== Task description ==
Exactly the lines from the one containing "I would appreciate it if you could identify the traffic" through the final line of the listing are to be retyped, and nothing more.

Dataset rows
::::::
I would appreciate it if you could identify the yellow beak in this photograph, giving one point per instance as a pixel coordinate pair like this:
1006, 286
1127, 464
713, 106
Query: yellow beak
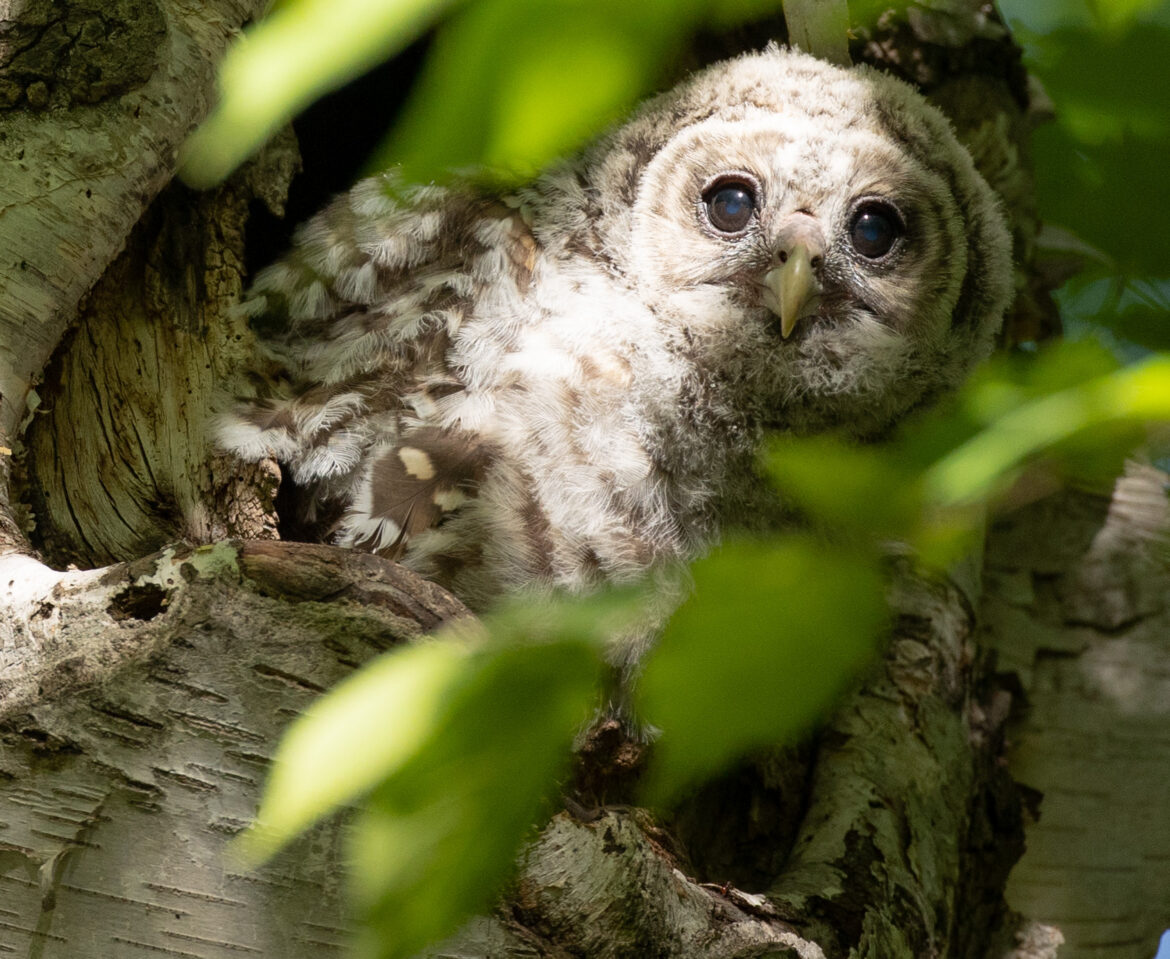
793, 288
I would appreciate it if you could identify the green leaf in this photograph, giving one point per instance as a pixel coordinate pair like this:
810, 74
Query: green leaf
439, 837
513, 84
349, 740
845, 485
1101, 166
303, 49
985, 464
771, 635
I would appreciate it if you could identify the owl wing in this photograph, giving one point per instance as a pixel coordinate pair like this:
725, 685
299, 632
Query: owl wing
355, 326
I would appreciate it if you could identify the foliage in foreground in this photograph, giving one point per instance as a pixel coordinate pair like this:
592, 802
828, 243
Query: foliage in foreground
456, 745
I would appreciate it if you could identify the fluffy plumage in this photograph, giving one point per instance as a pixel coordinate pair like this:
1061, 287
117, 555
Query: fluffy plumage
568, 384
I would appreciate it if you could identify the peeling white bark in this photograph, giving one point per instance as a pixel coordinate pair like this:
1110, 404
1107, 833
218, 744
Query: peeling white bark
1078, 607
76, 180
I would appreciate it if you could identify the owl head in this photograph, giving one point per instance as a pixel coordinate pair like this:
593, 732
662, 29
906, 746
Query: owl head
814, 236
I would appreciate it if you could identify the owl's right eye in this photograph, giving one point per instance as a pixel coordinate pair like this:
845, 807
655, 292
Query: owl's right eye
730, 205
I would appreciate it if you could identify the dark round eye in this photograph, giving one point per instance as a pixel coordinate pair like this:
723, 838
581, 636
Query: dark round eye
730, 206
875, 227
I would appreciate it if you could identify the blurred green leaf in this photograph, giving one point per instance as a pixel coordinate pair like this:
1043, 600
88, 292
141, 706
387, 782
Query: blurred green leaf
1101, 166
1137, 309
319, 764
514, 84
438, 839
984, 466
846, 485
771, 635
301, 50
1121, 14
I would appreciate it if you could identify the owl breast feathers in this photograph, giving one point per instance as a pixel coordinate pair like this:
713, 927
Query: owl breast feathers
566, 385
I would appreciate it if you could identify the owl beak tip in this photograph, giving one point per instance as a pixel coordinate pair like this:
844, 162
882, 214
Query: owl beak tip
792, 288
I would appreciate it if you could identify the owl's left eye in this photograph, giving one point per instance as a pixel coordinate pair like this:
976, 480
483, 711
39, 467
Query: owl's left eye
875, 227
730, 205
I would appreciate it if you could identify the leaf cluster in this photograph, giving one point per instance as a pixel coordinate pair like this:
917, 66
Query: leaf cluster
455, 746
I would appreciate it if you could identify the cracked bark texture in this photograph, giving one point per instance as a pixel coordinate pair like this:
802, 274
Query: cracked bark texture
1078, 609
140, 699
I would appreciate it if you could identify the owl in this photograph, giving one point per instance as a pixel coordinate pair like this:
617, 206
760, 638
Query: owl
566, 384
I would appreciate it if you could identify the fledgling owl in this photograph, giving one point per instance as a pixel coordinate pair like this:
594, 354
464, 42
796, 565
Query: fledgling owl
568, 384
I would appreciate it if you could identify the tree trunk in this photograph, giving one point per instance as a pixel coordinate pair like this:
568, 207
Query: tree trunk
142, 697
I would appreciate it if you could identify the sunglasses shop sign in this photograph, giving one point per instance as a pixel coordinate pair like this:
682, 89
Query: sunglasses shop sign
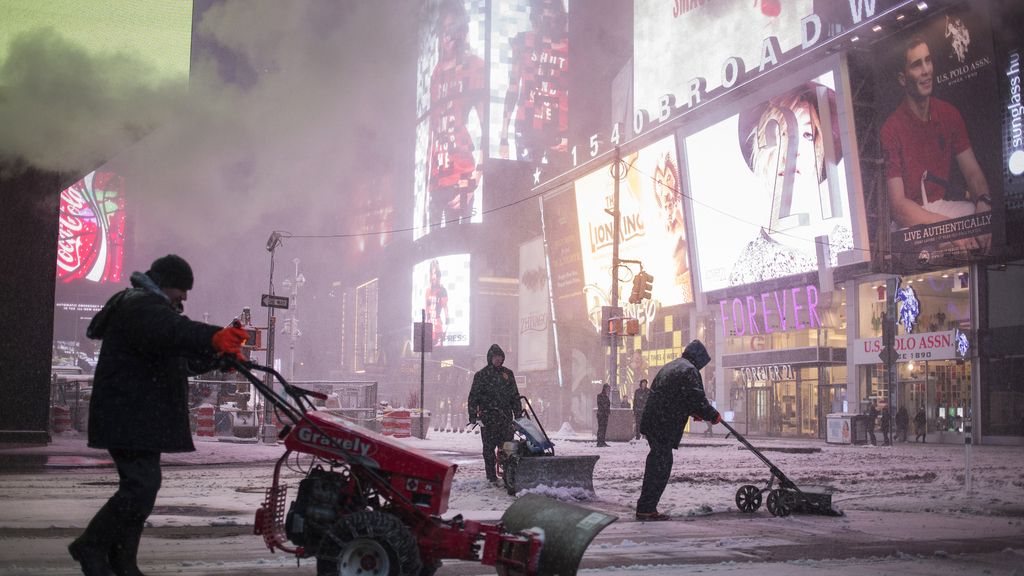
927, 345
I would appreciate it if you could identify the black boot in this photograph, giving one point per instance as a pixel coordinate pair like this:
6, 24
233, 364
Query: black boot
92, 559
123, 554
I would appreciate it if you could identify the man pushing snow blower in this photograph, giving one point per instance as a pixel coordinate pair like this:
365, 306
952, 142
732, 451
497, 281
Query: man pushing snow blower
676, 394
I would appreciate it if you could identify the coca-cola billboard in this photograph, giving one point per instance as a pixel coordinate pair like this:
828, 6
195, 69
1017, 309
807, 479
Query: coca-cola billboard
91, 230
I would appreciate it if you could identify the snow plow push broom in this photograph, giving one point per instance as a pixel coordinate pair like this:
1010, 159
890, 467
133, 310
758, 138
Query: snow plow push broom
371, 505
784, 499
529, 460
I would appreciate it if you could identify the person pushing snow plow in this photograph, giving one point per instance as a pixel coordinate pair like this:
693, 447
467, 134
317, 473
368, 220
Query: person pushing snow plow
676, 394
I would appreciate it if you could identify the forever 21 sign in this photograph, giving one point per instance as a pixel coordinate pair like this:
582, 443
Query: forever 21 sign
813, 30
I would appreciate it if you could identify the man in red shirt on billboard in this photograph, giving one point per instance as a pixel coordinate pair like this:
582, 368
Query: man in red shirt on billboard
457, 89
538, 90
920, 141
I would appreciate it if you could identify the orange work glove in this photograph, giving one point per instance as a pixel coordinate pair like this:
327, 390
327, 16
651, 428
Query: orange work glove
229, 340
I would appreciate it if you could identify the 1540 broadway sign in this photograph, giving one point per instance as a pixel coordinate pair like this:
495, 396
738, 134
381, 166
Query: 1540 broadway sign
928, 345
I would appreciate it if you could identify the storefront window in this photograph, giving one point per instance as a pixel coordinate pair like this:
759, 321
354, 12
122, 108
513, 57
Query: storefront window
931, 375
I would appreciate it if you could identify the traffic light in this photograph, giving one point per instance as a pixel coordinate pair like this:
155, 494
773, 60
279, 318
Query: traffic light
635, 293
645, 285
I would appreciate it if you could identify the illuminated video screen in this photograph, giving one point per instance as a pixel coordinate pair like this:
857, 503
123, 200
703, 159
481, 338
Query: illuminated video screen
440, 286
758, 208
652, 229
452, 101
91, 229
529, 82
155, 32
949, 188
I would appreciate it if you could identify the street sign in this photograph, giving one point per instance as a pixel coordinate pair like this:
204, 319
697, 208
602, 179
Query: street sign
::::::
== Task solution ==
I would appreciate it if you could identify the traffic light in this photograph, giving one point per instance as a pixel coordinate pair like this:
155, 494
773, 60
279, 318
Query: traffic light
635, 293
645, 285
I would appreciate it if you could identify the illuminated video screen in this photograph, giving one point per instance as a pixel coordinate pair like this:
857, 503
123, 200
703, 159
481, 338
Query: illuminated video screen
440, 286
758, 208
652, 229
452, 101
91, 229
529, 82
155, 32
949, 188
I would appreciate it if you could identify the street sign in this photograph, giving one point per instance as a pixel coordinate pair like this:
204, 319
697, 208
602, 179
Query: street sign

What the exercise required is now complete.